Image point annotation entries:
──────

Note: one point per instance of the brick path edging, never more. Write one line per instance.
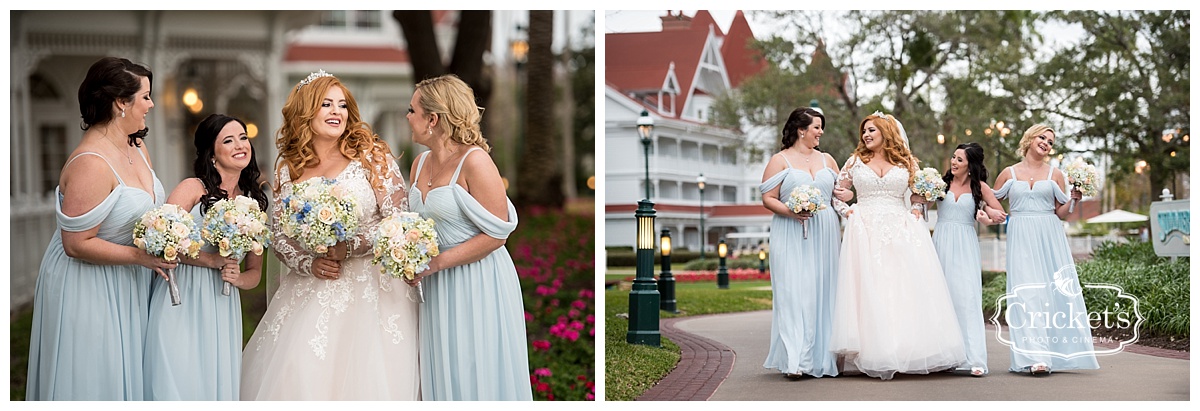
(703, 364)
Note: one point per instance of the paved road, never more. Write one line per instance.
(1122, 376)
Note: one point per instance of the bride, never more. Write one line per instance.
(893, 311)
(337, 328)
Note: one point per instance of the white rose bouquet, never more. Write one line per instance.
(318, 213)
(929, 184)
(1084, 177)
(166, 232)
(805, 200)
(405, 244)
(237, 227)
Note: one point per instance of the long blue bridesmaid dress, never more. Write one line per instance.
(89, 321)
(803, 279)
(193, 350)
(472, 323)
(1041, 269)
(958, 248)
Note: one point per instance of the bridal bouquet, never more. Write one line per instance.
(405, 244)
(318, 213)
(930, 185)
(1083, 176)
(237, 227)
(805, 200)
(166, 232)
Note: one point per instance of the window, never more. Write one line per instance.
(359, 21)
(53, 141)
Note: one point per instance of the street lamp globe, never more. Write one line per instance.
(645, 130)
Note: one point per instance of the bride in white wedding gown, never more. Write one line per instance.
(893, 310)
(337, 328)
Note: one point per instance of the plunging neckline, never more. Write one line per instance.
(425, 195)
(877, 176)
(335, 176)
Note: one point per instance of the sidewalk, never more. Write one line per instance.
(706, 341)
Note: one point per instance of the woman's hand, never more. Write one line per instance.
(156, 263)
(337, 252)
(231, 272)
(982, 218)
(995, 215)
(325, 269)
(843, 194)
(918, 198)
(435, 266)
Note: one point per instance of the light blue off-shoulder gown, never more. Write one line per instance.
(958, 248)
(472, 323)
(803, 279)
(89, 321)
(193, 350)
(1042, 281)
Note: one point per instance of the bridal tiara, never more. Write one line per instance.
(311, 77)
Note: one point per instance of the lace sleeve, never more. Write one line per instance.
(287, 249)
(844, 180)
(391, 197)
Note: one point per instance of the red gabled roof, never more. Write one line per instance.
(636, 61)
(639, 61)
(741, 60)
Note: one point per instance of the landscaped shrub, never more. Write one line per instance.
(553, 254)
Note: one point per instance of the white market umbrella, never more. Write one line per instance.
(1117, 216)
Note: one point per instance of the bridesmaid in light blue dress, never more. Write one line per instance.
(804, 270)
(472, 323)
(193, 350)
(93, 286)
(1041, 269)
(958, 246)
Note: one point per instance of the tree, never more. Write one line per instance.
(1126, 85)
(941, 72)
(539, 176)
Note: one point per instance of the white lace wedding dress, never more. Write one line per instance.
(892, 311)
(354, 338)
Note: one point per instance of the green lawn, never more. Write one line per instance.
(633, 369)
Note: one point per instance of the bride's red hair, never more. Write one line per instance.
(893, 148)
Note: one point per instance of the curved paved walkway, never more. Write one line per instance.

──────

*WRITTEN EXERCISE*. Rewrite all of the data above as a single numbered list with no blank lines, and leave the pictures out of the answer.

*TASK RESULT*.
1. Note: one point per instance of the brick path edging, never more. Write one line per instance.
2. (703, 364)
3. Note: one point per instance of the paved road, never more. Write one line per instance.
4. (1122, 376)
5. Note: one point per instance of the bride, never more. Write one line per instance.
6. (893, 311)
7. (337, 328)
8. Note: one point per instance of the white rose bouquet, never more. Write one line per instance.
9. (318, 213)
10. (929, 184)
11. (1084, 177)
12. (166, 232)
13. (805, 200)
14. (405, 244)
15. (237, 227)
16. Note: one point per instance of the long blue bridesmaid dress, never more. Write one line per instance.
17. (89, 321)
18. (803, 279)
19. (193, 350)
20. (472, 323)
21. (1041, 269)
22. (958, 248)
23. Note: one point per instance of the bridal bouquet, never more. Write one line per instance.
24. (405, 244)
25. (318, 213)
26. (930, 185)
27. (1083, 176)
28. (237, 227)
29. (805, 200)
30. (166, 232)
31. Note: one point per instance of the window, never more. Write one line per instance.
32. (359, 21)
33. (53, 141)
34. Note: one point per instance of the street lamp globe, never more. Write one line per instance.
35. (645, 130)
36. Note: one point per instance of the bride in white wedding gown, never more. Write one line per instance.
37. (893, 310)
38. (337, 328)
39. Note: one point per instance of the plunging neckline, never more. Write one line per instance.
40. (425, 195)
41. (877, 176)
42. (335, 176)
43. Note: one point per instance of the sidewalk, never more. Write one line per instance.
44. (706, 341)
45. Note: one point per instance of the woman's hand, never more. Write one line per instance.
46. (156, 263)
47. (337, 252)
48. (231, 272)
49. (982, 218)
50. (995, 215)
51. (325, 269)
52. (843, 194)
53. (918, 198)
54. (435, 266)
55. Note: one point per instance of the light blue off-shoulder gown, never more. Write one line per instance.
56. (958, 248)
57. (472, 323)
58. (803, 279)
59. (89, 321)
60. (193, 350)
61. (1042, 281)
62. Note: one point per instance of the bridal tiara, never more. Write one line per instance.
63. (311, 77)
64. Note: one point per instance of the lace sleeve, never more. Write one line per instance.
65. (287, 249)
66. (844, 180)
67. (391, 197)
68. Note: one point per instance of the red gabled roof, never more. Write one line per instance.
69. (636, 61)
70. (639, 61)
71. (741, 60)
72. Note: one point per instance of the landscaped shrub, never more. Write one line per instance.
73. (553, 254)
74. Note: one point per instance of the white market umbrella, never more. Write one line per instance.
75. (1117, 216)
76. Note: one point per instance of the bridesmaid in light blue dress, never more. Write one line per instance.
77. (804, 270)
78. (472, 323)
79. (193, 350)
80. (93, 286)
81. (1041, 269)
82. (958, 246)
83. Note: one point per instance of the tree, never more. Write one line per instance.
84. (1126, 85)
85. (941, 72)
86. (539, 176)
87. Note: one point per instance of the white lace wedding dress, never more. Write one line per instance.
88. (892, 311)
89. (354, 338)
90. Note: one point per instance of the green lawn, never more. Write one line per instance.
91. (633, 369)
92. Note: one point per instance of the bride's red hair, never more. Write one line per instance.
93. (893, 148)
94. Note: one point per instance of the curved paved walkway, never more. Write one line per instance.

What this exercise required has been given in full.